# Consigne de l'exercice:
Selon le texte sur le film Elephant, quelles récompenses le film a-t-il obtenues à Cannes en 2003 ?

10ème réalisation de Gus Van Sant, Palme d'or et prix de la mise en scène à Cannes en 2003, Elephant est unanimement reconnu comme l'un des meilleurs films des années 2000. Cependant l'impact provoqué, son propos reste malheureusement encore d'actualité plus de 10 ans après sa sortie en salles.
Grandement inspiré par la fusillade perpétrée le 20 avril 1999 par dexu adolescents au lycée Columbine, faisant 13 morts, Elephant suit le parcours de plusieurs élèves dans un lycée de Portland au cours d'une journée qui se terminera dans l'enfer d'une tuerie menée par deux de leurs camarades. Ce fait divers qui secoua l'Amérique avait déjà inspiré l'année précédente Michael Moore pour son Bowling for Columbine (également distingué à Cannes). Mais là où Moore privilégiait une approche documentaire postérieure aux événements afin de pointer du doigt les facteurs ayant pu conduire les deux adolescents à ce jeu de massacre ; Van Sant quant à lui utilise la fiction et peut de cette façon présenter les faits antérieurs à la fusillade (notamment l'achat des armes et la préparation du plan d'attaque).

# Enregistrements d'annotations de position:

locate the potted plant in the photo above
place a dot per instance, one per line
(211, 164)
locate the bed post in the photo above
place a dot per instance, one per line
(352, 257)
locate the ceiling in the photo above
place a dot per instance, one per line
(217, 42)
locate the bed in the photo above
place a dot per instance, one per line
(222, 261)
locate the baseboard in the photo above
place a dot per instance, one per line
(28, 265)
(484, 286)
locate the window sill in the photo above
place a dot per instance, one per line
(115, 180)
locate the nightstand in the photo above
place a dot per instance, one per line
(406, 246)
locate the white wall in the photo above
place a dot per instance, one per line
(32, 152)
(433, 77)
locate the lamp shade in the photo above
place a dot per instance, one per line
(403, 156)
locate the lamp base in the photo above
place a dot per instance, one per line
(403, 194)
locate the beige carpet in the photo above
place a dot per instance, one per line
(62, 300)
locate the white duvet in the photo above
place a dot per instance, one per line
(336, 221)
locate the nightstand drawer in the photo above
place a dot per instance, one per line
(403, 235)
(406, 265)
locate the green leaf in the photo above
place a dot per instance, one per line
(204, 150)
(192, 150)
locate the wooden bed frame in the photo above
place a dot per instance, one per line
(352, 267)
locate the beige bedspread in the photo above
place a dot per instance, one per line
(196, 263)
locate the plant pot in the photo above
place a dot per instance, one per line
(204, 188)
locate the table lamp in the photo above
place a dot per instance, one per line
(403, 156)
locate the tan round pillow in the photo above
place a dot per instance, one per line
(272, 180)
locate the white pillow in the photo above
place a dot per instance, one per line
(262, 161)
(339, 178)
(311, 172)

# Résultat de l'exercice:
La Palme d'or et le prix de la mise en scène.